| What needs to be done |
Copy each line in the records below that contains the string "building". Case counts when matching.

| Dataset records |
::::

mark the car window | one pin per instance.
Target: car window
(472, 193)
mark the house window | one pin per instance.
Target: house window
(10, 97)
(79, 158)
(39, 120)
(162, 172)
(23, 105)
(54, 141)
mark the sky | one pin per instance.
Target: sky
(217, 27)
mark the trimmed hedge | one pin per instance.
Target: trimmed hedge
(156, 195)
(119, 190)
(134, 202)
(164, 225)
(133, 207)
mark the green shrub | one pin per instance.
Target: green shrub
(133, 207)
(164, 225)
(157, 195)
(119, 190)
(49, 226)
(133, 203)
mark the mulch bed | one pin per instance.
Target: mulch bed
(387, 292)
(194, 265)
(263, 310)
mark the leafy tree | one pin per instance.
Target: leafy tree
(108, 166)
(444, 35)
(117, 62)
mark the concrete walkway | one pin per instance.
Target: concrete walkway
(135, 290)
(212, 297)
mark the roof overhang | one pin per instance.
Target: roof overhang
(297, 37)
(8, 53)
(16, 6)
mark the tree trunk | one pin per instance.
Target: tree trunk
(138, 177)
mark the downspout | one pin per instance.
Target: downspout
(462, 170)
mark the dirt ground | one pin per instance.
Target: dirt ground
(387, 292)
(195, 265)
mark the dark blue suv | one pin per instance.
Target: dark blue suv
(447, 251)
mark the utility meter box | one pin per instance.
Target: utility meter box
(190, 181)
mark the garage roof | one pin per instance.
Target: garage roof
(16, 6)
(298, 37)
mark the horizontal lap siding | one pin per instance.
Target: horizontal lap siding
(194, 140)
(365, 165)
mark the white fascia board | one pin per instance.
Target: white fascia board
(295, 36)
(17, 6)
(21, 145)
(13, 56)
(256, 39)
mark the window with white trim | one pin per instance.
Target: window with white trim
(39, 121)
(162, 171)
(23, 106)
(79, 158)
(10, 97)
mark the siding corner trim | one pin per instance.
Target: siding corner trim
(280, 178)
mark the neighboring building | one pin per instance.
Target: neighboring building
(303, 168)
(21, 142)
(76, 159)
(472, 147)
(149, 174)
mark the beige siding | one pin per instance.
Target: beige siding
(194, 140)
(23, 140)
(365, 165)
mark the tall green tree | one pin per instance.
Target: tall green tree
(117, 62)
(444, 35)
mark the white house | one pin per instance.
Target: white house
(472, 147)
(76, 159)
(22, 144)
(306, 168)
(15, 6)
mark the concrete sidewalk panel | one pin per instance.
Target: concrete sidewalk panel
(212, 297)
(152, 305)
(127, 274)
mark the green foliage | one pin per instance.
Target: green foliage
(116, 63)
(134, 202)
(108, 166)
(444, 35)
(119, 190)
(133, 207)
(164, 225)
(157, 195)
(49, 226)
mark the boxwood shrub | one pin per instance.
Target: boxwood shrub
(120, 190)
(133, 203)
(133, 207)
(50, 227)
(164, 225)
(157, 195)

::::

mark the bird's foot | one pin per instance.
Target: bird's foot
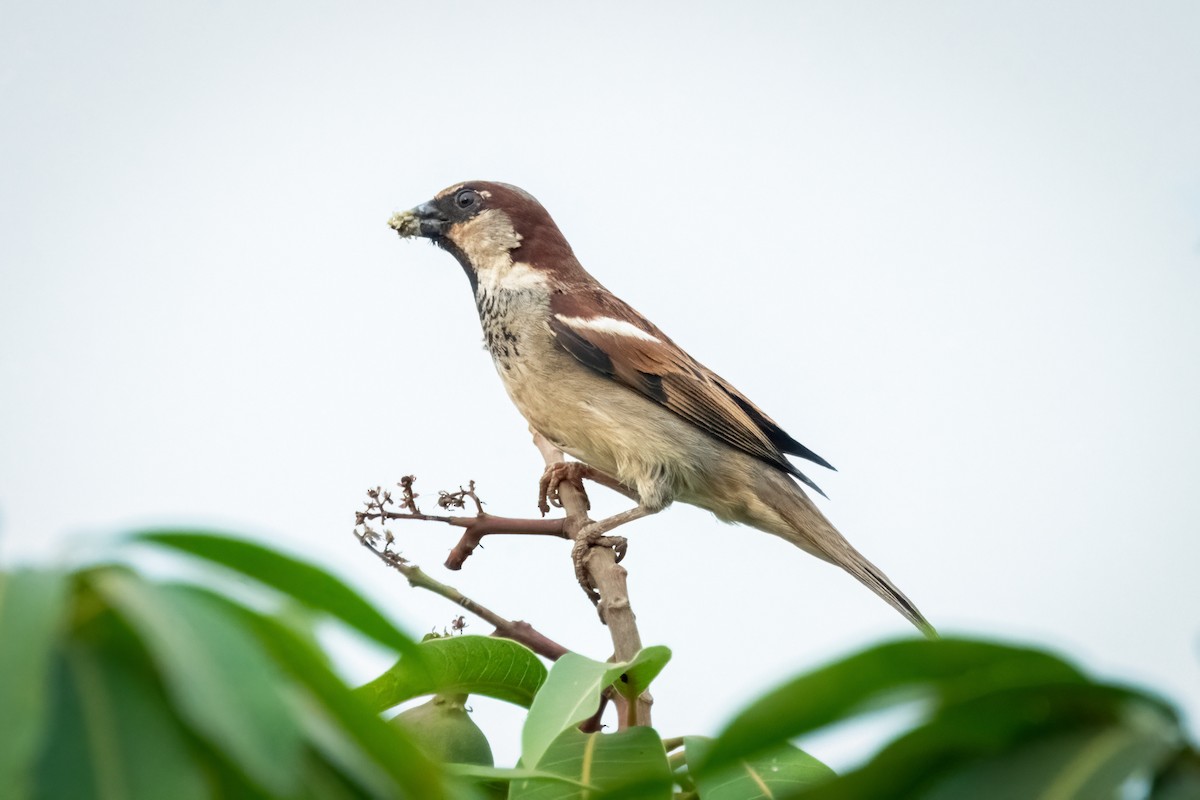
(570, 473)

::::

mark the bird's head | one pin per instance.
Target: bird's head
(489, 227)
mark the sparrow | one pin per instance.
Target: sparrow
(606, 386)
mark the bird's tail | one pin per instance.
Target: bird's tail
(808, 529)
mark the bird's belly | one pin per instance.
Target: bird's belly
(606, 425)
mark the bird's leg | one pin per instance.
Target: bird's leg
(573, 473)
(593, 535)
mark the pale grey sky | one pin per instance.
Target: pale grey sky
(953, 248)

::::

| Correct answer |
mark the neighboring building | one pin per instance.
Target: neighboring building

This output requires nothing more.